§ Text provided
++++++

The last two weekends I've paddled a single run two days in a row. On Feb 4-5 we ran Canyon Creek, on Saturday at 570cfs then 490. On Feb 11-12 we ran the Upper Wind at 5.7 and 5.5 feet. Both of the runs are north of the Columbia river, in Washington state.
Canyon Creek at 570 is a decidedly medium flow, quite reasonable. The creek is in a basalt gorge that gets quite narrow at times, for example at the first rapid which is known as Swizzle Sticks for the pair of trees that lurk along the bank. Swizzle sticks is a coin toss rapid: you go in and do your best, and never know exactly what is going to happen. The flow is concentrated and the gorge narrow, and there are intense holes, boils, and swirls everywhere. So far I've done OK in there but I've seen several people swim there, and the most solid boaters among my crew all report that they have had their turn to get worked in there. So I'm just waiting for my turn. There are a few ledges after that, pretty easy stuff in my view, but definitely some ugly holes to avoid.
Rapids like that remind me of walking on the sidewalk across the Ross Island Bridge. It isn't hard to stay on the narrow sidewalk, but there are distractions. Every now and then a bicyclist wants to pass, or a drunk wanders across your path. If you were to stumble off the sidewalk and into the traffic, you'd probably die. If you were to trip and fall over the guardrail to the river, you'd probably die. So you just concentrate on staying on the sidewalk. Not all rapids are as easy as a sidewalk, but when they are, it pays to just focus on that sidewalk and ignore the fast traffic on one side and the long fall on the other.

++++++

§ What this exercise asks
[1] Put the lines of the listing, from the line containing "Mark every instance of the seabird" through the end of the listing, inclusive, into a JSON list of strings with one string per line, leaving out blank lines.
[2] Write what comes next in the account of paddling Canyon Creek and the Upper Wind, starting after its last sentence.
The paddling account and the listing have no connection to each other.

++++++

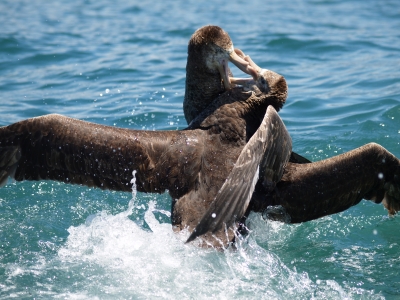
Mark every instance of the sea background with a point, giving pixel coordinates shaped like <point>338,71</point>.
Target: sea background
<point>122,63</point>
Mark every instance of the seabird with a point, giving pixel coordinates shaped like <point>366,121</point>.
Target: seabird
<point>233,158</point>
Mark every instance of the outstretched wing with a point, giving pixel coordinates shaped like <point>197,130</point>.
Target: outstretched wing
<point>266,154</point>
<point>73,151</point>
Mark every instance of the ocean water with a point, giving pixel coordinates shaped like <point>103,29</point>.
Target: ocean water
<point>122,63</point>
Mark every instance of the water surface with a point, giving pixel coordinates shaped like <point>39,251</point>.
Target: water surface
<point>123,64</point>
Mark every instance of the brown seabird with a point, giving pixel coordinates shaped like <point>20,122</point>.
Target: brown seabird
<point>210,168</point>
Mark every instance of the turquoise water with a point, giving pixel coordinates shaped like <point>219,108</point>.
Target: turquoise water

++++++

§ Results of the tasks
[1]
[
  "Mark every instance of the seabird with a point, giving pixel coordinates shaped like <point>366,121</point>.",
  "Target: seabird",
  "<point>233,158</point>",
  "Mark every instance of the outstretched wing with a point, giving pixel coordinates shaped like <point>197,130</point>.",
  "Target: outstretched wing",
  "<point>266,154</point>",
  "<point>73,151</point>",
  "Mark every instance of the ocean water with a point, giving pixel coordinates shaped like <point>103,29</point>.",
  "Target: ocean water",
  "<point>122,63</point>",
  "Mark every instance of the water surface with a point, giving pixel coordinates shaped like <point>39,251</point>.",
  "Target: water surface",
  "<point>123,64</point>",
  "Mark every instance of the brown seabird with a point, giving pixel coordinates shaped like <point>20,122</point>.",
  "Target: brown seabird",
  "<point>210,168</point>",
  "Mark every instance of the turquoise water with a point, giving pixel coordinates shaped like <point>219,108</point>.",
  "Target: turquoise water"
]

[2]
Back to Canyon Creek, there's a Heinzerling move on there, straightforward as it can be. It's called Thrasher. And there's an almost 20 foot waterfall where the current is necked down to its very narrowest. It's called the Big Kahuna. It has a rock flake to launch from that assures a fine landing, but because that flake is well below the horizon line you can't see it until after you commit to the drop. Because of that it's a bit harder than the sidewalk analogy, it's more like you have to go around a corner blindfolded then remove the blindfold and choose your spot in a fraction of a second while you fall through space. So a fair number of people miss the flake, or the boof stroke that assures that your boat will project well out onto the pile of water at the base. And if you miss, you chance getting stuffed under a nice chunk of basalt on the left. So everybody gets ramped up about that one.
The last notable rapid is called the Champagne Hammering Spot. It is a series of two smallish waterfalls, both with fine boofs if you can hit them, followed by a stupid bony drop. It's really pretty when you look back upstream at it. Here it is...
It was really good to run Canyon Creek at medium-->low flows twice in a row, because now I remember it. Before that I'd only run it once. On the Sunday run I felt confident enough to run the blind horizons first, and that gives the benefit of watching everyone else's runs, which adds to my understanding of the rapids.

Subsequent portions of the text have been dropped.